Transcribe the patch below, starting at "diff --git a/NEWS.md" and ending at "and @ben-schwen for guidance.".

**EXCERPT**:

= = =

From 3e5cbdd2496b51ef4ce9e242c60233c378f334eb Mon Sep 17 00:00:00 2001
From: Benjamin Schwendinger <52290390+ben-schwen@users.noreply.github.com>
Date: Wed, 31 Aug 2022 12:13:09 +0200
Subject: [PATCH 1/8] fix handling of different encodings for column names

---
 NEWS.md               |  2 ++
 inst/tests/tests.Rraw | 11 +++++++++++
 src/rbindlist.c       |  6 +++---
 3 files changed, 16 insertions(+), 3 deletions(-)
diff --git a/NEWS.md b/NEWS.md
index 4f4a2f417a..f3ffedcc4d 100644
--- a/NEWS.md
+++ b/NEWS.md
@@ -552,6 +552,8 @@
 
 53. `as.data.frame(DT, row.names=)` no longer silently ignores `row.names`, [#5319](https://github.com/Rdatatable/data.table/issues/5319). Thanks to @dereckdemezquita for the fix and PR, and @ben-schwen for guidance.

= = =

**SUPPLIED DATA**:
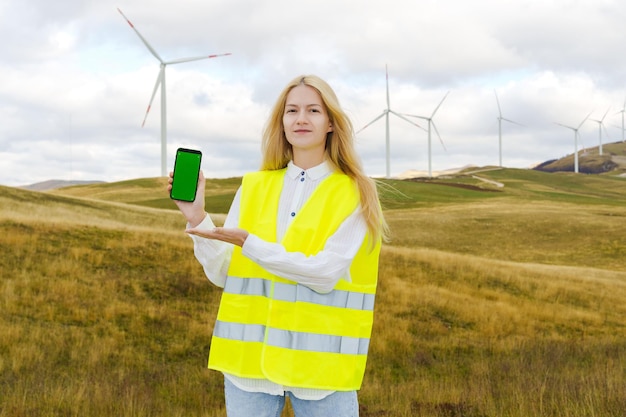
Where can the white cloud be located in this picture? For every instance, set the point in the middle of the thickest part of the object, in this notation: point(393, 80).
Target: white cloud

= = =

**CORRECT ANSWER**:
diff --git a/NEWS.md b/NEWS.md
index 4f4a2f417a..f3ffedcc4d 100644
--- a/NEWS.md
+++ b/NEWS.md
@@ -552,6 +552,8 @@
 
 53. `as.data.frame(DT, row.names=)` no longer silently ignores `row.names`, [#5319](https://github.com/Rdatatable/data.table/issues/5319). Thanks to @dereckdemezquita for the fix and PR, and @ben-schwen for guidance.